## WHAT YOU NEED TO DO
Can you copy word for word the stretch from the start of the listing below through the line that contains "[135,59,216,82]", leaving out any pictures?

## INFORMATION GIVEN
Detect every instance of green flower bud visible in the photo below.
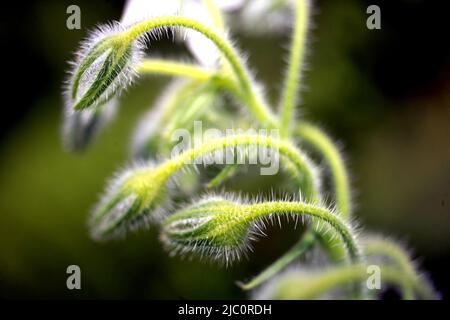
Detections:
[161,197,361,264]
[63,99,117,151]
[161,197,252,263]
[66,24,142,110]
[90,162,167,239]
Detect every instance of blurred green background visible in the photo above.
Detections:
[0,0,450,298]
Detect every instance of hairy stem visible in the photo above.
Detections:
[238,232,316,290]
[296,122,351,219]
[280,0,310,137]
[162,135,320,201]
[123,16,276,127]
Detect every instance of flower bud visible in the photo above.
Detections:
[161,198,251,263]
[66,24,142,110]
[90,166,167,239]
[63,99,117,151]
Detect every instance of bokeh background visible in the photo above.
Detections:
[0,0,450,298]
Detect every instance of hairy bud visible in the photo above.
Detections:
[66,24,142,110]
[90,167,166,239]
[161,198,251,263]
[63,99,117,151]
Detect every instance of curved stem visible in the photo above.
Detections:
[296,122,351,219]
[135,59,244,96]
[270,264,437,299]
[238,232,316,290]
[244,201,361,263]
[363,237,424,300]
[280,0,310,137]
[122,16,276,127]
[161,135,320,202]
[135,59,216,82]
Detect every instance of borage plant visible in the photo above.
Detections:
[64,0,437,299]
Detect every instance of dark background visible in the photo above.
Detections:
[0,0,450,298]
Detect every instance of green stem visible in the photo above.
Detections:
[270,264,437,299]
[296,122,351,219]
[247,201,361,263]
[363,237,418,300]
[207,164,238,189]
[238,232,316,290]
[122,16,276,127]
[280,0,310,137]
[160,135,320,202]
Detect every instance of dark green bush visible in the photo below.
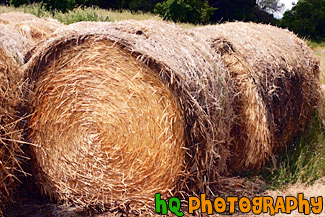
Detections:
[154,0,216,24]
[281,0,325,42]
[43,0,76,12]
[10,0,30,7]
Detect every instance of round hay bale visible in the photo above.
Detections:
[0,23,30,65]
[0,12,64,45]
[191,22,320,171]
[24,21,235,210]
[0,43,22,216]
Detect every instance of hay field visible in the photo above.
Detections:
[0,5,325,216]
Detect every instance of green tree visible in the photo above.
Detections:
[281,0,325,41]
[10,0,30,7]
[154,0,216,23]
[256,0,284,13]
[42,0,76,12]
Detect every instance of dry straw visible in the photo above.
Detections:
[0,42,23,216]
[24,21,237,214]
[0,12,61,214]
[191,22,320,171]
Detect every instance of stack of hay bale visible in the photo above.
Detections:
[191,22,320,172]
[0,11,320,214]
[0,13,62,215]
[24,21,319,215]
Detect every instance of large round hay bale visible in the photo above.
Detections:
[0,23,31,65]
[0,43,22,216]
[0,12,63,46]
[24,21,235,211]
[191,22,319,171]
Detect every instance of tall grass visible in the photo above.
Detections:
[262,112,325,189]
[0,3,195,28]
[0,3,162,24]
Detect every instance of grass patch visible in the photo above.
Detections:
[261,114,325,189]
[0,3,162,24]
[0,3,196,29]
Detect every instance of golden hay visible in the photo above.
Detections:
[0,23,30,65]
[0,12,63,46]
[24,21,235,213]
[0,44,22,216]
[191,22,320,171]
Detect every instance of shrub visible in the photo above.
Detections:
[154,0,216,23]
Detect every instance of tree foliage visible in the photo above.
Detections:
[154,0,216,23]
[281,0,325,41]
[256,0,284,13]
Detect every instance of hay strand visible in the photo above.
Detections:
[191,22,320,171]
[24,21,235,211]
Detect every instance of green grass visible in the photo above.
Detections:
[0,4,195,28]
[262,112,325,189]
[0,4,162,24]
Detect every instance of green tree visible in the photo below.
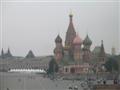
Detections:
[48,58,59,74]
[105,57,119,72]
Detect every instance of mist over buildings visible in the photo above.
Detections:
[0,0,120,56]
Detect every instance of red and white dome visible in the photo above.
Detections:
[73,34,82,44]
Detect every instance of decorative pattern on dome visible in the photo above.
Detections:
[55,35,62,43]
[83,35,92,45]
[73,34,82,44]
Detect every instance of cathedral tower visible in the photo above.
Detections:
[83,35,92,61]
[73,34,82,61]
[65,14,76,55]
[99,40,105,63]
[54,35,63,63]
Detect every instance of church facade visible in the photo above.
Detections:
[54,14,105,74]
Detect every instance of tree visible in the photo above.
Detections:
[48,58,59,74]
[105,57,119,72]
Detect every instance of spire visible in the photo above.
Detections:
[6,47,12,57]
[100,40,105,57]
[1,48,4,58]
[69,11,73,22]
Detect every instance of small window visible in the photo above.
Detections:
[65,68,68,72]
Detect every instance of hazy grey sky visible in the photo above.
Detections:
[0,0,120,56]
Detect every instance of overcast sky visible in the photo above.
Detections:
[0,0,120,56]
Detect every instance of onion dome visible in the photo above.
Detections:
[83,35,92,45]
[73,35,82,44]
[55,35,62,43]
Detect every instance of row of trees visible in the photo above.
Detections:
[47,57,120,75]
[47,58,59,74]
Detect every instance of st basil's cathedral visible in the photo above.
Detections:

## OUTPUT FOR THIS TASK
Detect every instance of green flower bud visible in the photo below.
Detections:
[161,197,361,264]
[63,99,117,151]
[161,197,252,263]
[66,24,142,110]
[90,162,167,239]
Detect every instance of blurred green background visible in the photo above.
Detections:
[0,0,450,298]
Detect every instance of hairy stem visible in the photo above.
Detections:
[238,232,316,290]
[296,122,351,219]
[280,0,310,137]
[162,135,320,201]
[123,16,276,127]
Detect every instance of flower bud visible in the photo above.
Detections:
[161,198,251,263]
[66,24,142,110]
[90,166,167,239]
[63,99,117,151]
Detect every instance of bokeh background visible in the photo above.
Detections:
[0,0,450,298]
Detect every instance of hairy bud visible in the photo above.
Detections:
[66,24,142,110]
[90,167,166,239]
[161,198,251,263]
[63,99,117,151]
Detect every instance of curved stem visible in the photo above.
Detections:
[296,122,351,219]
[135,59,244,96]
[270,264,437,299]
[238,232,316,290]
[244,201,361,263]
[363,237,424,300]
[280,0,310,137]
[122,16,276,127]
[161,135,320,202]
[135,59,216,82]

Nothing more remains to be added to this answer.